• **Dataset content**:
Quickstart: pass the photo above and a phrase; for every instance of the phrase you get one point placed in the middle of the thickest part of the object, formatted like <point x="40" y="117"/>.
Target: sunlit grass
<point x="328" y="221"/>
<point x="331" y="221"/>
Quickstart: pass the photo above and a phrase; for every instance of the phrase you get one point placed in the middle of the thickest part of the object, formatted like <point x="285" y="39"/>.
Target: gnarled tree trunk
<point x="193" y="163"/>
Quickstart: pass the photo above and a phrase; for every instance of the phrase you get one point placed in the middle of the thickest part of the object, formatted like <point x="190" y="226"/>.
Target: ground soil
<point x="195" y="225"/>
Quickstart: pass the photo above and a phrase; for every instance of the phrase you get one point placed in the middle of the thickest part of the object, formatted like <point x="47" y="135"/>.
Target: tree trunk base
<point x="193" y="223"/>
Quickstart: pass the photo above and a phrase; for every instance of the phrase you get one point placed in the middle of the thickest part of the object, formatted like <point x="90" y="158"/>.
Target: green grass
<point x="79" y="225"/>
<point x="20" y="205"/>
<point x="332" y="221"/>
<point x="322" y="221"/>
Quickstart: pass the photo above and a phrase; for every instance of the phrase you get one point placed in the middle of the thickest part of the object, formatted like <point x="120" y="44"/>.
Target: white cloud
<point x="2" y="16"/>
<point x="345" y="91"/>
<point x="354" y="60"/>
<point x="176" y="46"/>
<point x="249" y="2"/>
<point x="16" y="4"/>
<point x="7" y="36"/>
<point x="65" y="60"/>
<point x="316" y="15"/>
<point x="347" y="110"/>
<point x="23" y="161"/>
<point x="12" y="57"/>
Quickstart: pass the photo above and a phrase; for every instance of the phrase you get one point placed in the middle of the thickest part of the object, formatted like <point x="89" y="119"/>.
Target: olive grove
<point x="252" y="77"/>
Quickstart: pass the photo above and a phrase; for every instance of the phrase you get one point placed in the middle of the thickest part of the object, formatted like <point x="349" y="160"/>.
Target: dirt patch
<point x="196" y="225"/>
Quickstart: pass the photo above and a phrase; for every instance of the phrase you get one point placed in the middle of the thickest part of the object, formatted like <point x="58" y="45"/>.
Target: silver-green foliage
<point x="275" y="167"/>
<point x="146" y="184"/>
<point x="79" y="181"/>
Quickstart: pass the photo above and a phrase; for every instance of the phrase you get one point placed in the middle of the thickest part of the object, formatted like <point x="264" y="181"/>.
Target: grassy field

• **Problem details**: Go back to the listing above and please repeat it exactly.

• **Written solution**:
Quickstart: pass the photo above and a phrase; for every instance of the phrase you get one point placed in the middle of the thickest part of the object, formatted like <point x="40" y="117"/>.
Target: sunlit grass
<point x="328" y="221"/>
<point x="331" y="221"/>
Quickstart: pass the photo above and a phrase; for every instance of the phrase you get one point placed in the middle of the thickest part of the object, formatted like <point x="285" y="39"/>.
Target: gnarled tree trunk
<point x="193" y="163"/>
Quickstart: pass the photo above and a phrase; for every instance of the phrase you get one point placed in the middle of the thickest part of the object, formatted like <point x="190" y="226"/>.
Target: ground soil
<point x="195" y="225"/>
Quickstart: pass the photo above and a phrase; for every instance of the phrase you get one point placed in the middle of the thickest part of the object, formatted like <point x="47" y="135"/>.
Target: tree trunk base
<point x="193" y="223"/>
Quickstart: pass the photo above and a phrase; for every instance of the phrase you get one point placed in the middle of the thickest part of the object, formatted like <point x="90" y="158"/>.
Target: green grass
<point x="79" y="225"/>
<point x="20" y="205"/>
<point x="332" y="221"/>
<point x="322" y="221"/>
Quickstart: pass the photo above and a phrase; for every instance of the phrase you get one point placed in the middle of the thickest part of the object, formatted like <point x="120" y="44"/>.
Target: white cloud
<point x="2" y="16"/>
<point x="345" y="91"/>
<point x="354" y="60"/>
<point x="176" y="46"/>
<point x="249" y="2"/>
<point x="16" y="4"/>
<point x="7" y="36"/>
<point x="65" y="60"/>
<point x="316" y="15"/>
<point x="347" y="110"/>
<point x="23" y="161"/>
<point x="12" y="57"/>
Quickstart: pass the photo above and a phrase; for every instance of the phrase you get one point placed in the middle of the thickest part of the object, formatted like <point x="89" y="119"/>.
Target: olive grove
<point x="252" y="77"/>
Quickstart: pass the photo above and a phrase; for every instance of the phrase you get one point placed in the middle of the thickest part of the object, formatted like <point x="349" y="160"/>.
Target: dirt patch
<point x="196" y="225"/>
Quickstart: pass the photo above and a phrase; for every instance of the phrase you get one point placed in the middle of the thickest part of the object, formatted like <point x="58" y="45"/>.
Target: silver-green foliage
<point x="275" y="167"/>
<point x="146" y="184"/>
<point x="79" y="181"/>
Quickstart: pass the photo above and a phrase; for every instance of the phrase you get one point placed in the middle of the thickest part of the object, formatted like <point x="264" y="181"/>.
Target: grassy field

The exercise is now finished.